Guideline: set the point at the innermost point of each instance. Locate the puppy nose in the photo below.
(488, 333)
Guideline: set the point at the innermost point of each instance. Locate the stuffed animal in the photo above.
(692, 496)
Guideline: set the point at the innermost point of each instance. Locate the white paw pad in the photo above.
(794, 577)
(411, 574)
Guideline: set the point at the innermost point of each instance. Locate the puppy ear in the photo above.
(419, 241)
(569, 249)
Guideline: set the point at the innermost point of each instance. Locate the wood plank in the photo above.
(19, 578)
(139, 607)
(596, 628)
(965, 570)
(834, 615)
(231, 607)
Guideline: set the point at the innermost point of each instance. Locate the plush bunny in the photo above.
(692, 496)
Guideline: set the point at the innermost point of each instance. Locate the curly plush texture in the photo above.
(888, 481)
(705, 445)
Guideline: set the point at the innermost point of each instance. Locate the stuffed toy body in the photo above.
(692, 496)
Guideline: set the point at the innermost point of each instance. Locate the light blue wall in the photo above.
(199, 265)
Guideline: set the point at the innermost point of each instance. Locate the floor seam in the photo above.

:: What you need to do ::
Set down the entire listing once more, keeping every line exactly as it reads.

:: Response area ::
Guideline: set the point at the innermost point of each instance. Locate the puppy nose in the photo below.
(488, 333)
Guideline: set the point at the innermost point of each instance. Locate the stuffed animal in the photo above.
(692, 496)
Guideline: set the point at the innermost point of each instance. Locate the white paw pad in the photo above.
(794, 577)
(411, 574)
Guideline: set the point at the innermost point of each instance. Locate the puppy ear in the photo above.
(419, 241)
(569, 249)
Guideline: set the point at the innermost point of each instance. Locate the wood plank in the photo above.
(19, 578)
(139, 607)
(596, 628)
(965, 570)
(834, 615)
(231, 607)
Guideline: set the point at the innermost point of each instance. Locate the plush bunny in the photo above.
(692, 496)
Guideline: set the point at the innermost point of each instance. Locate the curly plush texture in the photo above.
(888, 481)
(705, 445)
Guideline: set the point at the innermost point of each instance. Locate the stuffed toy body in the photo above.
(692, 496)
Guideline: set the point at the innermost point of each instance. Locate the light blue wall in the photo above.
(199, 265)
Guideline: set the point at the innermost point of each instance. Locate the floor seam in the photo above.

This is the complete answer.